▸ Exercise details: Render the listing below as a JSON list of strings, one string per line, skipping blank lines and leaving out the pictures.

Point labeling examples:
==========
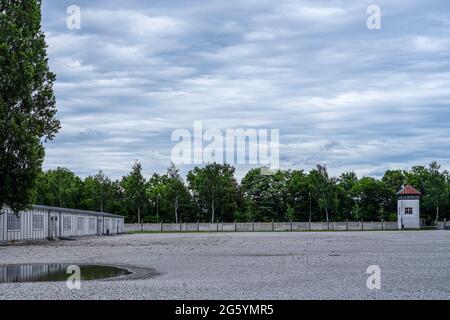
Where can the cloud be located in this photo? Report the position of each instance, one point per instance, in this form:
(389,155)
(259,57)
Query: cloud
(340,94)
==========
▸ Reply to the exercise:
[
  "Where can the cloud be located in this photo? Report the position of each instance, one point per instance, in this form:",
  "(389,155)",
  "(259,57)",
  "Query: cloud",
  "(340,94)"
]